> [Reading text]
<<<<
Our C implementation was generally between 1.5× and 4.5× faster than a non-batched shuffle, depending on the array length and choice of RNG.
Now I’d like to contribute a batched shuffle implementation to the Swift standard library, if that’s something the project would want.
As I’m writing the code, there are a number of design decisions to make that I’d like to get other people’s input on. So I’m wondering where such discussions should take place. Here on this forum, or in a Github issue, or someplace else?
If there’s no change to API or behavior, then the best thing would be to open a PR that people can review and give advice on.
If there’s a behavioral change when used with a seeded RNG, we should talk a bit about how we might mitigate that for any users who need to maintain the current behavior because they are doing things like reproducible simulation or procedural generation.
This is not production-ready, but it gets the idea across. There’s the main shuffle method shuffle64, as well as a helper method that handles one batch at a time _partialShuffle64.
The core operation is full-width multiplication of 64-bit values, which is fine for 64-bit systems but I imagine that on some 32-bit systems that might not be particularly fast.
I can draft a 32-bit implementation as well if that would be helpful. It would be mostly similar, just with smaller batches. Though for maximal efficiency it would probably call generator.next() to produce 64 random bits, then split them into a pair of 32-bit words. That way each RNG call would actually cover two (smaller) batches.
Each of the following produced a significant speedup:
Using assert instead of precondition (I believe they will all be _internalInvariant since they are checking for mistakes in the implementation, and user code can never hit them)
Scratch space is now InlineArray instead of Array
Scratch space is the correct size for each batch (except possibly the final batch)
Unfortunately, that last change also means there is now a pyramid of doom that I don’t know how to get rid of.
The part which had been open-coded with a comment saying it could be a loop instead, now cannot be a loop because integer generic parameters must be compile-time constants and cannot depend on a loop iteration variable.
I also tried having the helper method declare its own scratch-space, but that was noticeably slower than taking it as an inout parameter.
In both cases the batched shuffle is significantly faster than the unbatched shuffle.
I’m actually kind of surprised that the speedup is so large with PCG, and it’s making me question whether I wrote the benchmarks correctly. At least with SystemRNG the graph shows inflections where the batch size changes at 512, 2k, 16k, and 512k, so that’s reassuring.
All right I ran the benchmarks with Xoshiro256++ and as you say it’s a little faster than PCG, though the batched version is about the same so the speedup is slightly smaller.
I also tried a custom RNG that uses arc4random_buf to generate randomness in blocks of 2KB, thus amortizing the overhead of the system call, and vends it out as 256 UInt64 values. The results for small sizes are meaningless, but at large sizes the performance is more in line with what I expect for a fast generator. Batching still has a significant benefit, but not as large as I’m seeing with PCG and Xoshiro.
>>>>
> [Aim of the exercise] Using the thread on batched shuffling, decide whether each statement agrees with it, answering yes or no and quoting the deciding words. 1. The C implementation was at most 4.5× faster than a non-batched shuffle. 2. Having the helper method declare its own scratch space ran faster than taking it as an inout parameter. 3. With Xoshiro256++, batching gave a larger speedup than with PCG. The entries after this thread are not needed.

Region-labeling records:
<<<<
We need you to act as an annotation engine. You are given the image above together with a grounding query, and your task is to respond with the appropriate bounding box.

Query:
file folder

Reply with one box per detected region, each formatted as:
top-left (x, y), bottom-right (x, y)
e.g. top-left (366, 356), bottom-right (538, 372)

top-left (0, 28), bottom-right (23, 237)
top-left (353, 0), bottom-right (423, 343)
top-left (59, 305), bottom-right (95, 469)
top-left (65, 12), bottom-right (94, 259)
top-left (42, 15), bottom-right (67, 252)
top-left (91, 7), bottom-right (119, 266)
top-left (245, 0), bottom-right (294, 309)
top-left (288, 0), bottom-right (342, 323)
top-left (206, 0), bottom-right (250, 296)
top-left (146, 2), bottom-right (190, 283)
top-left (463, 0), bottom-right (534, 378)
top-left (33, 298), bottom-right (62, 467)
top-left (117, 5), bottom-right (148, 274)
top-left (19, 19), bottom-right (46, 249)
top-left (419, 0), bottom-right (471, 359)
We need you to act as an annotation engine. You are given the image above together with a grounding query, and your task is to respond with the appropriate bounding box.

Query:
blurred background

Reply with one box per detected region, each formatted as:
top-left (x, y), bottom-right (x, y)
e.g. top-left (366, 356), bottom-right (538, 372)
>>>>
> [Response below]
1. Yes: "generally between 1.5× and 4.5× faster than a non-batched shuffle"
2. No: "that was noticeably slower than taking it as an inout parameter"
3. No: "the batched version is about the same so the speedup is slightly smaller"